───── Textauszug ─────
Wie können lesefaule Jungs ans Buch gebracht werden?

Der in München lebende Autor und Poetry-Slamer Jaromir Konecny zieht gerade mit einer Lesereise zu seinem neuen Buch „Doktorspiele“ durch deutsche Schulen.
Das Buch erzählt die Geschichte eines 16-Jährigen, der voll in der Pubertät steckt und nur Sex im Kopf hat. Die darin vorkommenden Wörter für Genitalien und autosexuelle Tätigkeiten scheinen kein Problem für Lehrerinnen und Lehrer an Hauptschulen zu sein.
Doch sagten mehrere Berliner Gymnasien vereinbarte Autorenlesungen ab. Der Vorwurf: Dem Buch fehle der literarische Anspruch, es habe daher nichts an Schulen zu suchen. Das nun kritisierte Buch war von den Gymnasial-Lehrkörpern vor der Buchung des Autors anscheinend gar nicht gelesen worden.
───── Vorliegende Einträge ─────
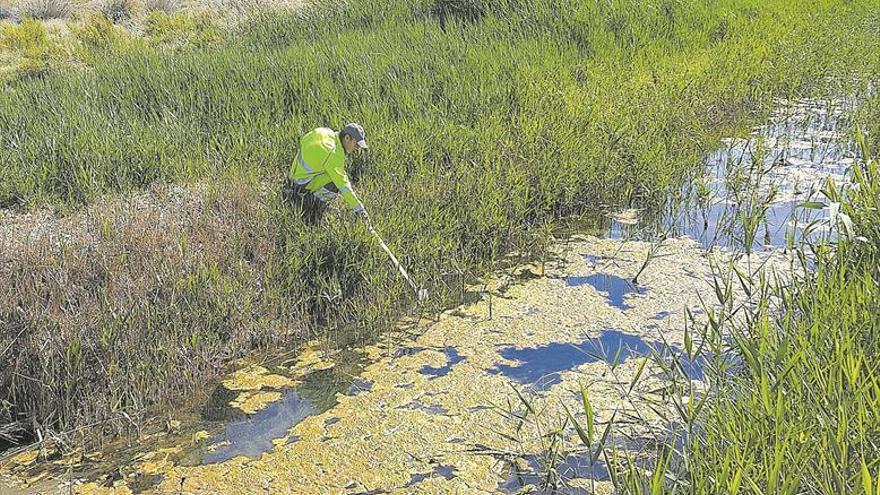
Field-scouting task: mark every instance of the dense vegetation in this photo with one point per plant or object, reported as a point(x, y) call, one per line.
point(487, 122)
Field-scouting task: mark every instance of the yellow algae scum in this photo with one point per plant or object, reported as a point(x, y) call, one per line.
point(434, 419)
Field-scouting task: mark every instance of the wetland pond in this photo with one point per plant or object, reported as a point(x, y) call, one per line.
point(431, 410)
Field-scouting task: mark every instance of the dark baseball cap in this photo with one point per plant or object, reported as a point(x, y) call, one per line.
point(357, 133)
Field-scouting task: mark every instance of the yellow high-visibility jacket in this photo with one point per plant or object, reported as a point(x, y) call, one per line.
point(320, 161)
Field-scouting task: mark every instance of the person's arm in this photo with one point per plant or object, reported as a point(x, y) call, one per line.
point(343, 184)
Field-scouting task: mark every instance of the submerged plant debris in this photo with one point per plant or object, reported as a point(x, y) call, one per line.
point(392, 438)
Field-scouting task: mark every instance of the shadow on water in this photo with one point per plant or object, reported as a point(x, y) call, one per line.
point(615, 287)
point(452, 358)
point(571, 467)
point(540, 367)
point(252, 436)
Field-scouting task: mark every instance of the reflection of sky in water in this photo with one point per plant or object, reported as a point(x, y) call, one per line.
point(615, 287)
point(797, 151)
point(541, 366)
point(253, 435)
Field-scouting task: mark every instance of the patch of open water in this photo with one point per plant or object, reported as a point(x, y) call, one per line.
point(541, 367)
point(615, 287)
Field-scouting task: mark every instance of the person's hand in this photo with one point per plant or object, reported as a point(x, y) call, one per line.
point(364, 217)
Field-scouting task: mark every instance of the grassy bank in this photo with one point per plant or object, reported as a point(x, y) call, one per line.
point(485, 120)
point(802, 415)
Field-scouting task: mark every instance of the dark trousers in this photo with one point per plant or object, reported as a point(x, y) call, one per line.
point(302, 201)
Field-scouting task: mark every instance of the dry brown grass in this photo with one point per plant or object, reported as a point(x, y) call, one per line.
point(46, 9)
point(131, 303)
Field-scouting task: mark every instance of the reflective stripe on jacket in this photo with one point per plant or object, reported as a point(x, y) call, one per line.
point(320, 161)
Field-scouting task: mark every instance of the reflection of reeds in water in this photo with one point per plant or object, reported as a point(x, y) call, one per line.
point(793, 387)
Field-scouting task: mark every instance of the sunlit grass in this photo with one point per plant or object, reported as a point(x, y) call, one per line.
point(487, 122)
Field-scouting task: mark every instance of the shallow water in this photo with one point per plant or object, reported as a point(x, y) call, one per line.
point(540, 367)
point(407, 420)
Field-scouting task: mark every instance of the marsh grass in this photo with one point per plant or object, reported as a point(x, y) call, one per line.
point(484, 131)
point(794, 393)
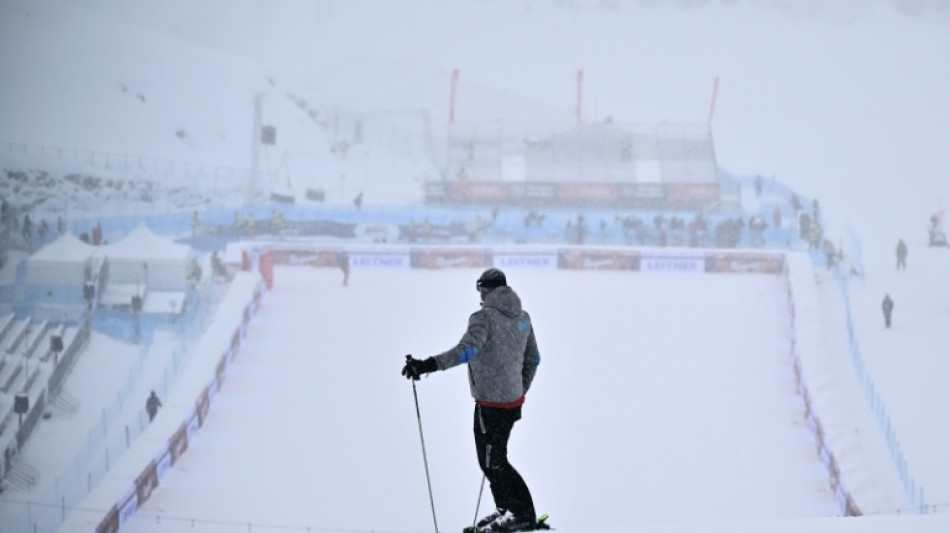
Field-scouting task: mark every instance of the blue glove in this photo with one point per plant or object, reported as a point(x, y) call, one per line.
point(414, 368)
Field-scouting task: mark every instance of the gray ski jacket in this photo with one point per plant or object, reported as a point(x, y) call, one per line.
point(500, 349)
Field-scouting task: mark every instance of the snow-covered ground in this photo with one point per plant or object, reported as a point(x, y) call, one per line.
point(324, 430)
point(843, 101)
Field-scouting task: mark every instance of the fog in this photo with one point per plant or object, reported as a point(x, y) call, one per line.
point(845, 102)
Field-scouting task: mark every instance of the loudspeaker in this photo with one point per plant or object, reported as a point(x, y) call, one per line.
point(56, 343)
point(21, 404)
point(268, 135)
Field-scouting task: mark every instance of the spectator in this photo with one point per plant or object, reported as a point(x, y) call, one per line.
point(888, 306)
point(151, 406)
point(343, 260)
point(901, 254)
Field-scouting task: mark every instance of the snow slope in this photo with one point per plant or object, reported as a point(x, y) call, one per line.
point(622, 427)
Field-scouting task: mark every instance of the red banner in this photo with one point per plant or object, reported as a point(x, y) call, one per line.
point(448, 258)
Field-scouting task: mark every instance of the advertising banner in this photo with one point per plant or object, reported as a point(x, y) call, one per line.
point(602, 194)
point(504, 260)
point(303, 256)
point(478, 191)
point(673, 261)
point(580, 259)
point(691, 194)
point(448, 258)
point(380, 260)
point(745, 262)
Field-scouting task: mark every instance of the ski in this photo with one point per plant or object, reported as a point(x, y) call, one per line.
─────
▶ Arbeitsaufträge
- a) Beantworte zum Text über Jaromir Konecnys Lesereise die folgenden Fragen:
(i) In welcher Stadt lebt der Autor?
(ii) Wie alt ist die Hauptfigur des Buches „Doktorspiele“?
(iii) Welche Schulen sagten vereinbarte Autorenlesungen ab?
- b) Knüpfe an den letzten Satz des Textes über Jaromir Konecnys Lesereise an und schreibe ihn weiter.

▶ Lösungen
- a)
(i) In München.
(ii) 16 Jahre.
(iii) Mehrere Berliner Gymnasien.

- b)
Jaromir Konecny sagte in mehreren Interviews, er spreche die Sprache der Jugendlichen jenseits von Porno-Blödsinn. Er beschreibe nur etwas plastischer, was auch der Biologieunterricht vermittle. Seine Lesungen könnten eine gute Diskussionsgrundlage für den Unterricht sein.
Seitdem die abgesagten Lesungen durchs Feuilleton schwirren, stiegen die Verkaufszahlen des Buches.